* **Given request**
Gather every line of the listing below that contains the word "hair", copying each one unchanged.
═══ Provided data ═══
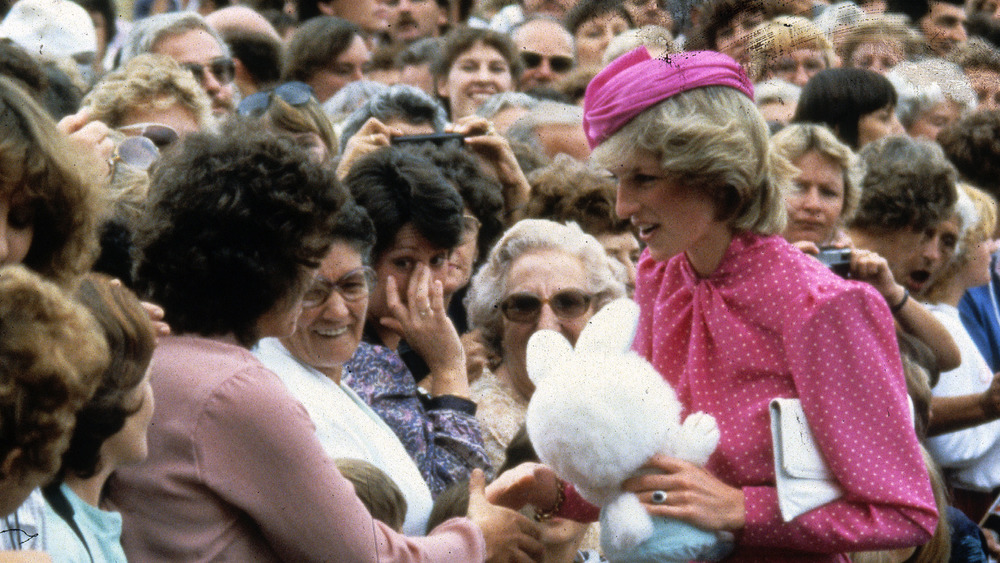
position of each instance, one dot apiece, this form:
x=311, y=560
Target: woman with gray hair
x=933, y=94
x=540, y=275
═══
═══ Provided data ═══
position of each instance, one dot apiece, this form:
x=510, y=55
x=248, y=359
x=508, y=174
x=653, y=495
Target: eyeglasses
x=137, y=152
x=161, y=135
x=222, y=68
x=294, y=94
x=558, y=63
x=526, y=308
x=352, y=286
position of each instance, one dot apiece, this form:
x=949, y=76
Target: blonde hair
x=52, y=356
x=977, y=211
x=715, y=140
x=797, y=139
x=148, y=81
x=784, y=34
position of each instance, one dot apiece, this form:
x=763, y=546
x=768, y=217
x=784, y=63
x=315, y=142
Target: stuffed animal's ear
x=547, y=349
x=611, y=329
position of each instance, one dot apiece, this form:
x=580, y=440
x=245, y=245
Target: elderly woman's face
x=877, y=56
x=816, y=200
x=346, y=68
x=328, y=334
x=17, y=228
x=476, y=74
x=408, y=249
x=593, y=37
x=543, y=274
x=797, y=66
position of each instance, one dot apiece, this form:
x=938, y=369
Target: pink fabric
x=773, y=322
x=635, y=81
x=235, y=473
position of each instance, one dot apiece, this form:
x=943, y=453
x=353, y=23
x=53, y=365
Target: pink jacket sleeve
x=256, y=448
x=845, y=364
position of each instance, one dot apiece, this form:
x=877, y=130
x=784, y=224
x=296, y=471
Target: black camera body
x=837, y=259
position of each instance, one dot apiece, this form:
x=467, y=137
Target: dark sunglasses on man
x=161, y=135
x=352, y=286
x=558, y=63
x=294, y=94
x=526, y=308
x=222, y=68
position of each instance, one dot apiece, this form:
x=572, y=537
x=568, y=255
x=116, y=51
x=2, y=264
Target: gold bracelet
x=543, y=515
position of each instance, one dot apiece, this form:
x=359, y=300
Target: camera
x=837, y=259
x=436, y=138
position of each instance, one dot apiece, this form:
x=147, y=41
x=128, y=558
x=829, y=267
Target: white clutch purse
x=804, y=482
═══
* **Solution to this task**
Target: woman with gray hair
Target: blonde hair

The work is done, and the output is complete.